## BEGIN Source

# Taking an Interest



## jhngardner367 (Apr 5, 2011)

The recent post, by nuttyfarmgirl,got me to thinking about all the people I've come in contact with,over the years,that had an interest in tractors,cars etc.
Each person I had contact with,had asked simple questions(simple to me,anyway),in order to better understand the unit they had.In most cases,I could show them,one-on-one,what they needed to know,and a couple of times,let them use my shop & equipment(under my supervision). 
Some have become techs in their field of interest,and others have remained friends/customers.
SO,I'm asking the question,now,fellow tractor nuts: Have you taken a hand in getting some one started,outside of the forum?How has it turned out?


----------



## Country Boy (Mar 18, 2010)

I haven't had much time to help get someone started, but I sure hope to with my nephew. He loves working with his toy tools, and I hope to get him started on the real things as soon as he gets older (he's 4 now). I may be having a 15 year old kid (god I'm getting old!) helping in the shop at work this summer, so I hope to impart some knowledge and interest there.


----------



## Hoodoo Valley (Nov 14, 2006)

Country Boy said:


> I haven't had much time to help get someone started, but I sure hope to with my nephew. He loves working with his toy tools, and I hope to get him started on the real things as soon as he gets older (he's 4 now). I may be having a 15 year old kid (god I'm getting old!) helping in the shop at work this summer, so I hope to impart some knowledge and interest there.

## END Source
## BEGIN Material provided

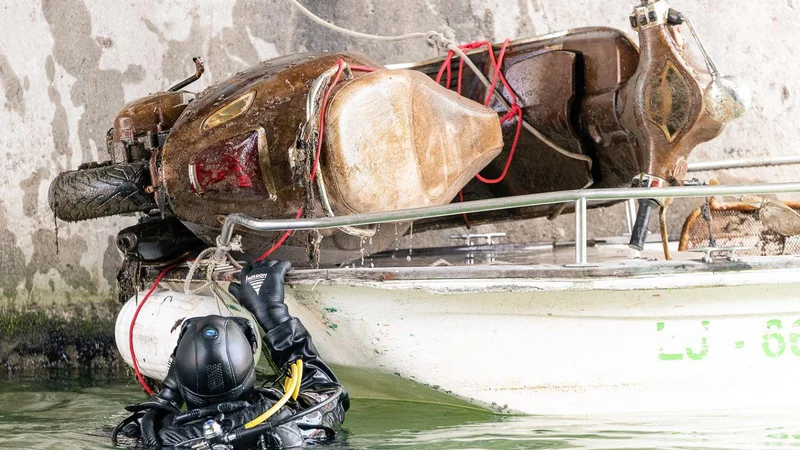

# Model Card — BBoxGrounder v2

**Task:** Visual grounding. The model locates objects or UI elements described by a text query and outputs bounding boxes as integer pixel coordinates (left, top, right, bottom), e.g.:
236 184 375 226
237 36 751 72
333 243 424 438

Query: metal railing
218 183 800 265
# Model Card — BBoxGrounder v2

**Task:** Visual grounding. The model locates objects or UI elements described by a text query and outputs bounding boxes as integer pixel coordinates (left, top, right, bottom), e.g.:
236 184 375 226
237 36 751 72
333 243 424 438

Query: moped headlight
201 91 256 131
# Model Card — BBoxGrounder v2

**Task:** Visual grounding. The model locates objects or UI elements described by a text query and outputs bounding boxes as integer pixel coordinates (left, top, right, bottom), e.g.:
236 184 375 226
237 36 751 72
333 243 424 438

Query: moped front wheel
48 162 156 222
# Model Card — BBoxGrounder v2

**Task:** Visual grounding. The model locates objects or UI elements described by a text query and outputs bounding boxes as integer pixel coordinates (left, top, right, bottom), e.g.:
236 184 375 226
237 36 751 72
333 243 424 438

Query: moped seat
321 70 503 214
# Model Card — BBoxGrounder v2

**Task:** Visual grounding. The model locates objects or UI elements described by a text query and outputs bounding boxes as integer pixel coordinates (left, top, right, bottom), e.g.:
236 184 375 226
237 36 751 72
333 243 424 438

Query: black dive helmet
171 316 258 407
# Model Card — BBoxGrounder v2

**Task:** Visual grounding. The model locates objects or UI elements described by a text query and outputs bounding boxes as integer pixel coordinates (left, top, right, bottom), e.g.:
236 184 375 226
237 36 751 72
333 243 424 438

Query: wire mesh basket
678 198 800 256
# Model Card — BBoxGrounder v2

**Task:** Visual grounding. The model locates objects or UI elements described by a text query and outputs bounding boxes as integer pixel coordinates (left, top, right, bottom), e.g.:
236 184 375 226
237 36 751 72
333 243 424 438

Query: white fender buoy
114 283 261 381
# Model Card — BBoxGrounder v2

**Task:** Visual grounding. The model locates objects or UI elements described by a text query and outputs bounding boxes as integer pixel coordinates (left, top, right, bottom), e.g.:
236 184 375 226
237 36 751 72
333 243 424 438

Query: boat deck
287 237 800 283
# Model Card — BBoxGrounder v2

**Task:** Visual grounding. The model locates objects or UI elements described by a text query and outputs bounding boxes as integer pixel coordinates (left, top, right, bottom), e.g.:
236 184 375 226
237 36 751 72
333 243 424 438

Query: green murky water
0 378 800 450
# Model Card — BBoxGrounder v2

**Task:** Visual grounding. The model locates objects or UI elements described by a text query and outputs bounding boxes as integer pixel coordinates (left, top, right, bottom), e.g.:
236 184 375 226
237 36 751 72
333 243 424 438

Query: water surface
0 378 800 450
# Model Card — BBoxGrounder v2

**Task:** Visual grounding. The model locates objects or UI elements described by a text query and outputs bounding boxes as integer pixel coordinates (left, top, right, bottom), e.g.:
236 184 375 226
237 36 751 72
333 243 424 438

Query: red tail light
189 130 274 197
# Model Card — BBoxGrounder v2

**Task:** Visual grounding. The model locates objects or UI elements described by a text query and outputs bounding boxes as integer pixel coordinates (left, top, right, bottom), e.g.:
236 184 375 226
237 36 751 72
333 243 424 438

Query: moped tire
48 162 156 222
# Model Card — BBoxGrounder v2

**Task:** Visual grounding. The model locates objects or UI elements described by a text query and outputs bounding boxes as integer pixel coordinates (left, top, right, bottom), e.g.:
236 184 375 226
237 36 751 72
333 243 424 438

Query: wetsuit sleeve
263 318 339 390
228 261 349 410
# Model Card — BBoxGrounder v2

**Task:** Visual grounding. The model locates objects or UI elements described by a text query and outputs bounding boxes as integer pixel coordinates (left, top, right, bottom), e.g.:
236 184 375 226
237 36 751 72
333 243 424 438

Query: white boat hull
287 258 800 416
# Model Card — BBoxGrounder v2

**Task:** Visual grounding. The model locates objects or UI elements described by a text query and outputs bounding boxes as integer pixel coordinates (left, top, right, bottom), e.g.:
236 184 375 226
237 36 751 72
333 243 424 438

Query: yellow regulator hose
244 359 303 429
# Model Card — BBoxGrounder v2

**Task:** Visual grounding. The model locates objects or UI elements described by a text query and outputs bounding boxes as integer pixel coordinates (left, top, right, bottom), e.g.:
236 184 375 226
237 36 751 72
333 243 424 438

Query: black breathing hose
628 198 658 251
223 386 344 444
175 400 250 425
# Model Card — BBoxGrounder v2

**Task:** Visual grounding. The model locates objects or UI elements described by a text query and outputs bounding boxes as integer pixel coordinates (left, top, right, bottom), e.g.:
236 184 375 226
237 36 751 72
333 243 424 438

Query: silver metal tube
219 183 800 245
689 155 800 172
683 17 719 80
575 197 586 264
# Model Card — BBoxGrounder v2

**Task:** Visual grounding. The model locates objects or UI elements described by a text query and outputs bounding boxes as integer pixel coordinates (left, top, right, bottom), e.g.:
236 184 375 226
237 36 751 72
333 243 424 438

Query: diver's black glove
228 261 292 332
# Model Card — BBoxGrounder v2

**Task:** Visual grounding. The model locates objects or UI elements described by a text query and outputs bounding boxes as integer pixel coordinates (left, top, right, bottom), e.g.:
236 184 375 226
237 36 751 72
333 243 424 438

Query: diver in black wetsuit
113 261 349 450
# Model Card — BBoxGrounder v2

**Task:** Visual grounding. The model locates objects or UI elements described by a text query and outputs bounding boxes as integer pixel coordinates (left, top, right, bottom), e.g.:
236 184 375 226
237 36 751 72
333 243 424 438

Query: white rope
289 0 593 171
183 235 242 295
289 0 449 47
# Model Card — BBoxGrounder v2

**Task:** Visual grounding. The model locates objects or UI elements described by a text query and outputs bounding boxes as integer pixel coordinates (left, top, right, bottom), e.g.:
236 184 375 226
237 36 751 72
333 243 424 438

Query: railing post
575 196 586 265
625 199 636 236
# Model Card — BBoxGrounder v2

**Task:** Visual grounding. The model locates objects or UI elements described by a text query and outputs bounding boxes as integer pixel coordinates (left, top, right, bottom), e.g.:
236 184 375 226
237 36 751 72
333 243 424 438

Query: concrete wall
0 0 800 308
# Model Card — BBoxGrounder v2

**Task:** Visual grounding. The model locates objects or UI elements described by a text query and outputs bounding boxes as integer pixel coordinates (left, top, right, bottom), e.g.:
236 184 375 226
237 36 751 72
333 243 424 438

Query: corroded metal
155 53 503 265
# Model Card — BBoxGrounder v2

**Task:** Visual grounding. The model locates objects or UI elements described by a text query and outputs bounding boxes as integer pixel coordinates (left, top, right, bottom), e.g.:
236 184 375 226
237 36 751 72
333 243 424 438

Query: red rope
256 59 378 261
128 265 175 395
256 208 303 261
436 39 522 185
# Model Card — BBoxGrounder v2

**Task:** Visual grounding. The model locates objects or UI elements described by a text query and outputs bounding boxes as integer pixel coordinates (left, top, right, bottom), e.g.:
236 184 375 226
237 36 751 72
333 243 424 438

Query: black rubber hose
628 198 658 251
141 409 161 448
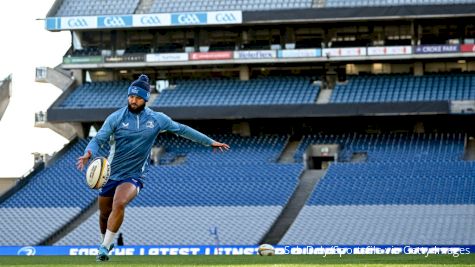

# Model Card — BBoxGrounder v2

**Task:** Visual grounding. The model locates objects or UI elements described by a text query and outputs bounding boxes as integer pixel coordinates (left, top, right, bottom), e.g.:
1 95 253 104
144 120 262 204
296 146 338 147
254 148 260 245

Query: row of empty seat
56 135 302 245
50 0 474 17
325 0 475 7
0 140 106 246
0 133 475 245
280 133 475 245
55 0 140 17
294 132 466 163
152 77 320 107
331 74 475 103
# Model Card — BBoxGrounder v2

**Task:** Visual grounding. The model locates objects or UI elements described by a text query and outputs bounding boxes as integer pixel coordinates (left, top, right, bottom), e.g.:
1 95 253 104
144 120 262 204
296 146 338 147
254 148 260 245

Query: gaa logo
178 14 201 24
16 247 36 256
104 16 126 27
140 16 162 25
67 18 88 28
215 13 237 22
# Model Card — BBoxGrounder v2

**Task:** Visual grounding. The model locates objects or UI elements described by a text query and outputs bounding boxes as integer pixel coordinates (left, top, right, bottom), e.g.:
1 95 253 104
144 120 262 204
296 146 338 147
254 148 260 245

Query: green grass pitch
0 254 475 267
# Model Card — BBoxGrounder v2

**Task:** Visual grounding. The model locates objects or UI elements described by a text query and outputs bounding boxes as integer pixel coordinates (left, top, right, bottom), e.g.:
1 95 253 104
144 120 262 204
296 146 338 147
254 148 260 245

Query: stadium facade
0 0 475 253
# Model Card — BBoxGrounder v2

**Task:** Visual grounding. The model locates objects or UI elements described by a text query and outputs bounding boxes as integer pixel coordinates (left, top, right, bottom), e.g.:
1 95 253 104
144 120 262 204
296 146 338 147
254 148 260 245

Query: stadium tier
58 77 320 109
48 0 473 17
331 74 475 103
325 0 473 7
294 133 466 163
280 134 475 245
53 74 475 109
0 140 109 246
58 81 130 109
55 136 302 245
152 77 320 107
0 133 475 245
56 0 140 17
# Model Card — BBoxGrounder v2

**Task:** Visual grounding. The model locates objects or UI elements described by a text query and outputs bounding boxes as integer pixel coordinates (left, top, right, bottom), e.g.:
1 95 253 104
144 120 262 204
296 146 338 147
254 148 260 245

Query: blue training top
84 107 213 181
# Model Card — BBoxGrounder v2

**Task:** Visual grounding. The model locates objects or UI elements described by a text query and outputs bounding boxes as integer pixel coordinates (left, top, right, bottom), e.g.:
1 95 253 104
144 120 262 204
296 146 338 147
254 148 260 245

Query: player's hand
76 150 92 171
211 141 229 152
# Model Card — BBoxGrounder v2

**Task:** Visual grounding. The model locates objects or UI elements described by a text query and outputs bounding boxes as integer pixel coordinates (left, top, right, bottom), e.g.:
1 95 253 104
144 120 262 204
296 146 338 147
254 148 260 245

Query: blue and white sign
45 11 242 31
171 12 208 25
0 245 475 257
234 50 277 59
97 16 133 28
145 53 188 62
132 14 171 27
208 11 242 24
278 48 322 58
45 17 97 31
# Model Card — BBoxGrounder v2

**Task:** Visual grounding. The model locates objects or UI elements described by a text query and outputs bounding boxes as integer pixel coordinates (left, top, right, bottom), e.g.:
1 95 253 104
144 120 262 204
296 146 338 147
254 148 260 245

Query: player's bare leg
96 183 137 261
98 196 114 242
107 183 137 233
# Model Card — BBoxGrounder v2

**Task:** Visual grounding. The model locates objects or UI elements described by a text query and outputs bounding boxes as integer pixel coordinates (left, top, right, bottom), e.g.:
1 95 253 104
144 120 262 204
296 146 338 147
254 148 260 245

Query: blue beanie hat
127 74 150 102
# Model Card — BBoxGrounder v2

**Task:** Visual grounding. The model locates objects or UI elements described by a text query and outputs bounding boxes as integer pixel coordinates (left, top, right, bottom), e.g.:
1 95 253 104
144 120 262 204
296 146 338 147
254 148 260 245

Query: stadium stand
152 77 320 107
58 81 130 109
150 0 312 13
58 77 320 109
0 140 109 246
55 0 139 17
325 0 474 7
55 135 302 245
32 0 475 253
280 134 475 245
331 74 475 103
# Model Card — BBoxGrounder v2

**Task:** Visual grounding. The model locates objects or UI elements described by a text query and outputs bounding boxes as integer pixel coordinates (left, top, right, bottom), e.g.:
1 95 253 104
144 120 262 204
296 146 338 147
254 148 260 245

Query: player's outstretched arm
211 141 229 152
76 150 92 171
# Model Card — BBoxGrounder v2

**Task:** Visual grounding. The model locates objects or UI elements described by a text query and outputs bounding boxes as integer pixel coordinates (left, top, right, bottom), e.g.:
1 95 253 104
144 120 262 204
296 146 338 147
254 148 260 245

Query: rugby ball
257 244 275 256
86 157 111 189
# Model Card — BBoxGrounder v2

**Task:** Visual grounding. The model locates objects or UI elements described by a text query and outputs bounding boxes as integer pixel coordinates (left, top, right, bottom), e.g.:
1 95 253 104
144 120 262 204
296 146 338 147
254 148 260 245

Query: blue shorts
99 178 143 197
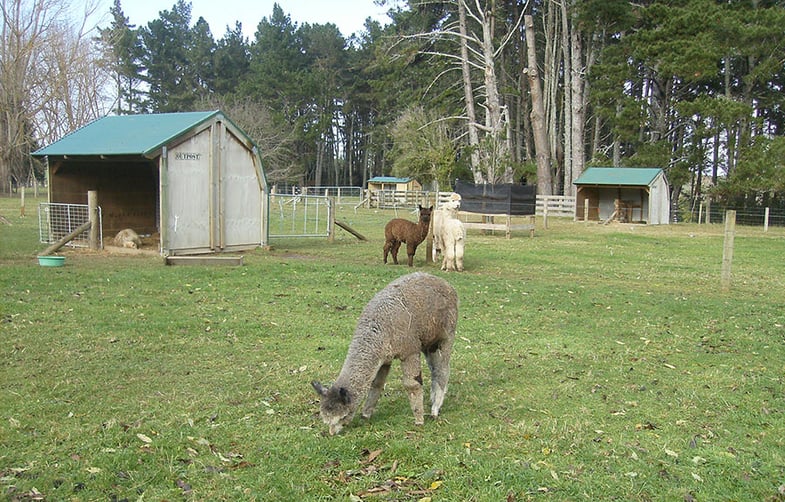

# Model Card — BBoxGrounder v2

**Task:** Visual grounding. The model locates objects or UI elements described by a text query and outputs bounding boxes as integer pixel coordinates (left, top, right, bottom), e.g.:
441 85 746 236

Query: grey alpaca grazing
384 205 433 267
312 272 458 434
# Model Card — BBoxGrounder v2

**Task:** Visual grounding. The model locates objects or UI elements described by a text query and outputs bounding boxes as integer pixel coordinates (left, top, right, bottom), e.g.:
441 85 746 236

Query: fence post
87 190 102 249
583 198 589 223
721 209 736 291
327 197 335 242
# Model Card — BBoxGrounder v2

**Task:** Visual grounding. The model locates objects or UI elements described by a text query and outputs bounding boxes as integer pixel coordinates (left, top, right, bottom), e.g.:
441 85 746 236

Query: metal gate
269 194 333 239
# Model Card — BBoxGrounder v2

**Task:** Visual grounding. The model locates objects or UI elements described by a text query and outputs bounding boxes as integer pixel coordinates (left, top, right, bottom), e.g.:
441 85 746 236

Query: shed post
87 190 102 249
583 197 589 223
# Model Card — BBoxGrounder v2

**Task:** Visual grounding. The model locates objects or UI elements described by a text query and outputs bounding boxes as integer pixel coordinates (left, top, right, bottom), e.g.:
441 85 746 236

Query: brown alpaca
384 206 433 267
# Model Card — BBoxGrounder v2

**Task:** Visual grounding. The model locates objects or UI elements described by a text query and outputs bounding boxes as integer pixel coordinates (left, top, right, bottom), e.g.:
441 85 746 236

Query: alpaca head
311 381 357 436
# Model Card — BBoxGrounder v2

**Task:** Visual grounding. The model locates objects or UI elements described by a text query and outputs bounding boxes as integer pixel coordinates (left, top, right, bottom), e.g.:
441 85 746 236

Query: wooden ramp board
165 255 243 267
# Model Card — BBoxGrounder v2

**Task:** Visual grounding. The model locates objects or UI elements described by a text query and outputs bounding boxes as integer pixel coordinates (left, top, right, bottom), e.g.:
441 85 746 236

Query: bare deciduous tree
410 0 521 183
0 0 106 190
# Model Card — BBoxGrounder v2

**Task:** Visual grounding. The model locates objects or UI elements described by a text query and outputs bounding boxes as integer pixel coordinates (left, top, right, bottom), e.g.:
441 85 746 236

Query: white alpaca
440 218 466 272
433 193 466 272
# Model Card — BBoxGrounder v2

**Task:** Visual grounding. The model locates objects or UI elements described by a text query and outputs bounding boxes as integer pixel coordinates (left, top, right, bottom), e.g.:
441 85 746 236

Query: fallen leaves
325 449 444 502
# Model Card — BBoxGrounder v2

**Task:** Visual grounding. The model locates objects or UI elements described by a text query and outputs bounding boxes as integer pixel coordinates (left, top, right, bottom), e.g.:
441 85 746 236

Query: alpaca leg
442 235 455 270
406 244 417 267
442 240 455 271
401 353 425 425
455 239 465 272
362 364 390 418
390 240 401 265
425 340 452 418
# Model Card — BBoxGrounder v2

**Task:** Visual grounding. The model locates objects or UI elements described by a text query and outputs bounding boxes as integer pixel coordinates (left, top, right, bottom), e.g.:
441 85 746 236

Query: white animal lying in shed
311 272 458 434
114 228 142 249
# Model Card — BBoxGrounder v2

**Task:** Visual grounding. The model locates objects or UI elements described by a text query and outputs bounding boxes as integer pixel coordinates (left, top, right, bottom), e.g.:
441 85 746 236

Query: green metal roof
32 110 220 157
368 176 412 183
573 167 662 186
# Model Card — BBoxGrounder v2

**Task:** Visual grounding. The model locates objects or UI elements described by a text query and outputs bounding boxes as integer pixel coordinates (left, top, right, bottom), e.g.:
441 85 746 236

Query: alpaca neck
335 339 382 403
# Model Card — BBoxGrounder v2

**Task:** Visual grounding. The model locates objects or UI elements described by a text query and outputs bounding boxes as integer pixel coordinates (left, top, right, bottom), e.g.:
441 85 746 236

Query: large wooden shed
573 167 670 225
33 111 269 256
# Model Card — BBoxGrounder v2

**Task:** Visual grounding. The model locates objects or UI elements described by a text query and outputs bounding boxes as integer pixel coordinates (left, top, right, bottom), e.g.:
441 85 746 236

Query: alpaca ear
311 380 327 397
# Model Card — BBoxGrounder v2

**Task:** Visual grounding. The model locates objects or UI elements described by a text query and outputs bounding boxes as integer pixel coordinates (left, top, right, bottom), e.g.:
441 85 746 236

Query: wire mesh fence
676 204 785 227
269 195 333 238
38 202 103 248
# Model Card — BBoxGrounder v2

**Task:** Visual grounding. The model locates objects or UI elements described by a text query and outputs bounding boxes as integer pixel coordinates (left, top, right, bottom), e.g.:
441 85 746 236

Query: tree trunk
458 0 485 183
557 0 578 195
564 9 586 195
524 15 553 195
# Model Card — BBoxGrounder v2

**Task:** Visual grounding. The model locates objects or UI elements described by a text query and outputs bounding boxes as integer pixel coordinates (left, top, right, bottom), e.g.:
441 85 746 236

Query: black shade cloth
455 180 537 216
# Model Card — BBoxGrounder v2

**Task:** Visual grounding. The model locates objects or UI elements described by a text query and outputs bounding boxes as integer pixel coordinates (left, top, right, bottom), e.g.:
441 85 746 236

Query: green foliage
82 0 785 201
712 136 785 207
0 195 785 500
140 0 214 112
390 107 455 187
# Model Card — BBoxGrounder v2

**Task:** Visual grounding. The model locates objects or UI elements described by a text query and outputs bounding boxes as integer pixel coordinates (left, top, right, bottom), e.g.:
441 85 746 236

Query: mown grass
0 199 785 501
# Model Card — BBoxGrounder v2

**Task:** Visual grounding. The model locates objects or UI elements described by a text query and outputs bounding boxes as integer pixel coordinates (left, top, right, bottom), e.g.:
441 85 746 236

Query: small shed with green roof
33 111 268 256
573 167 670 225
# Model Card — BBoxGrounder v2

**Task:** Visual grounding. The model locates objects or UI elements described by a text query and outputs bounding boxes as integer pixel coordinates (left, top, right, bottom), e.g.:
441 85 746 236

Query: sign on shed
33 111 268 256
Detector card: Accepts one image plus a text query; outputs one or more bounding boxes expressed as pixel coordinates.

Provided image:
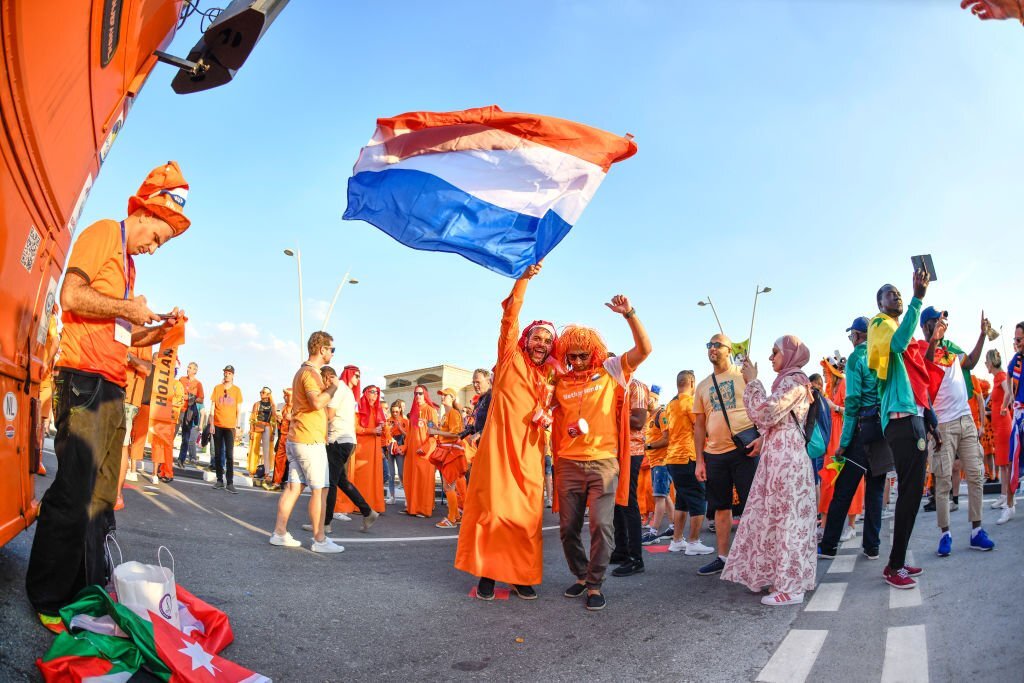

## END Material provided

Work to complete »
1) In the tractor forum thread, how old is Country Boy's nephew?
2) Go on with the tractor forum thread from the point where it stops.
The data has nothing to do with the tractor forum thread.

Answers to each task »
1) He is 4 years old.

2)
That's such a good feel. I've helped many a kid getting into building. I love being a teacher, and utilizing constructive ways to hold their interest.


----------



## TecumsehBriggs (Jun 17, 2011)

There's a "slow" kid in the neighborhood (he's about 25) who always comes by when his mower or lawn tractor breaks down. He makes a little money mowing lawns in the area. His immediate neighbor is a mechanic & a landscaper (a marriage made in heaven, you would think), but the guy is not always around so he comes by me & asks questions. I've gone out of my way to help him out. I've installed a starter on his 14 hp Briggs opposed twin, sharpened the blades on his mower deck & showed him how to lube the mandrels & a handful of other projects. The only time I charged him anything, it was a bottle of Pepsi. I told him he really needs to take a course on small engines, or at least invest in a few books. 

One time he came by with a broken mower that belonged to a neighbor I didn't like. He asked me if I would help him fix it & I said "NO". I explained what the guy did to raise my ire & he understood. I told him it was nothing personal, but if he wanted to make a living at fixing mowers, he needed a better understanding of their operation.

I'm blessed with the ability to figure things out, even if I have no previous experience with a certain item. I also know a few people that help me out when I need it, so I try to help others the best I can.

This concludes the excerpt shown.